(Region pointing data)
- Opening Delimiter -
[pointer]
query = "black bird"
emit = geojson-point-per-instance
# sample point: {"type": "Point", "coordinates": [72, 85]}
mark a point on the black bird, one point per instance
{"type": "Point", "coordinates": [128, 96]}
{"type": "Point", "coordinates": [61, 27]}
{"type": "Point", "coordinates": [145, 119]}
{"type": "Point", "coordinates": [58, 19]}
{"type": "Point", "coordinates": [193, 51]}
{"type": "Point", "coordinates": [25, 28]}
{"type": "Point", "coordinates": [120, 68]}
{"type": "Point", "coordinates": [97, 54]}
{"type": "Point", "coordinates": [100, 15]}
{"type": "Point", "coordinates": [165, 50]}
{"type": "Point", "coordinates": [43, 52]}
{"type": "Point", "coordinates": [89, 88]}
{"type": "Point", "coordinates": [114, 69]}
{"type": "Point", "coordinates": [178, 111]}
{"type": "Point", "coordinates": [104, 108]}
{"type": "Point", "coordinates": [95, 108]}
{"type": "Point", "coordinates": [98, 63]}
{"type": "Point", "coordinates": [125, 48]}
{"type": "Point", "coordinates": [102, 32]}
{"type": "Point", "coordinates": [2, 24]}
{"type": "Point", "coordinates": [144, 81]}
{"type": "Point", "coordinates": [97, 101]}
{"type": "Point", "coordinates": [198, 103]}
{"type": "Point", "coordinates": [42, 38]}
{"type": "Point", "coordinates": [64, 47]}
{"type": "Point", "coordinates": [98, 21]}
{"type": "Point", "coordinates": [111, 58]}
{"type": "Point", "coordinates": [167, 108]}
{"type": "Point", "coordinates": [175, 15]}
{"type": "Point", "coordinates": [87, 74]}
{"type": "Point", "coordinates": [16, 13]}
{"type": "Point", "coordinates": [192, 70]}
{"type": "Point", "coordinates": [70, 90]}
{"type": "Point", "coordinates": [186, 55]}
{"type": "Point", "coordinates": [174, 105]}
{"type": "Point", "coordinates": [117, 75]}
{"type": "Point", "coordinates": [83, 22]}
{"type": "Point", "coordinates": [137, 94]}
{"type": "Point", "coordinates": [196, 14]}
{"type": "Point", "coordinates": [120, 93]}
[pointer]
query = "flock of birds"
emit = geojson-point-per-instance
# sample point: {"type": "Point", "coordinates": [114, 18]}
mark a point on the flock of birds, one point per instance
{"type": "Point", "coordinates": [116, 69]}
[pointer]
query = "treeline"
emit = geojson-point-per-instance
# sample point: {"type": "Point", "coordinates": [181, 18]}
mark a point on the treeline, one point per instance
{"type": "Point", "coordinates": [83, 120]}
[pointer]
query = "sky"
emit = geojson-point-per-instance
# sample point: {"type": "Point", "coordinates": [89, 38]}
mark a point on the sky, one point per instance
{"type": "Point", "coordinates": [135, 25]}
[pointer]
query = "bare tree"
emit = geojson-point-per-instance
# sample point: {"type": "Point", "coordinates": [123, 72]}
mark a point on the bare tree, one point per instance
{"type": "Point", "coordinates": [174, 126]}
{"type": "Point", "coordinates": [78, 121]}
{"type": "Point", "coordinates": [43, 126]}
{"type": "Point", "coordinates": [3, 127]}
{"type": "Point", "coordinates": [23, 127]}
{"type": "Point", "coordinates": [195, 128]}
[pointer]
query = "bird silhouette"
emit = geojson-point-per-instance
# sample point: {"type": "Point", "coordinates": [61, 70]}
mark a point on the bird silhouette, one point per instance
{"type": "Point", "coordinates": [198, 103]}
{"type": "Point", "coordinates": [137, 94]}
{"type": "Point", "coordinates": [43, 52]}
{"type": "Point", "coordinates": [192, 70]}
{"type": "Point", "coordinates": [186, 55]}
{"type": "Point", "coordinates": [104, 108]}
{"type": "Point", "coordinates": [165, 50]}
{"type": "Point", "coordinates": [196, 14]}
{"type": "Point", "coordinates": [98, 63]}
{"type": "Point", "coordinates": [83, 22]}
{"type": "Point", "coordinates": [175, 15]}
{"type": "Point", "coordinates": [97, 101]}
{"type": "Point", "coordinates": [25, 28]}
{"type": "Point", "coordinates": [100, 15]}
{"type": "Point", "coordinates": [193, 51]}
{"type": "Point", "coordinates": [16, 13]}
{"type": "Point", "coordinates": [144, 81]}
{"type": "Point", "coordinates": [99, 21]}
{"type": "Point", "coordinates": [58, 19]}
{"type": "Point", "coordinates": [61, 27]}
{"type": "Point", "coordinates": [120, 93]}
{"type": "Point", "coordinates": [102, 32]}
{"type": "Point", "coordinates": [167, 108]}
- Closing Delimiter -
### [Directions]
Each line above with the string "query" in it should be located and copied.

### [Answer space]
query = "black bird"
query = "flock of birds"
query = "treeline"
query = "sky"
query = "bare tree"
query = "bird silhouette"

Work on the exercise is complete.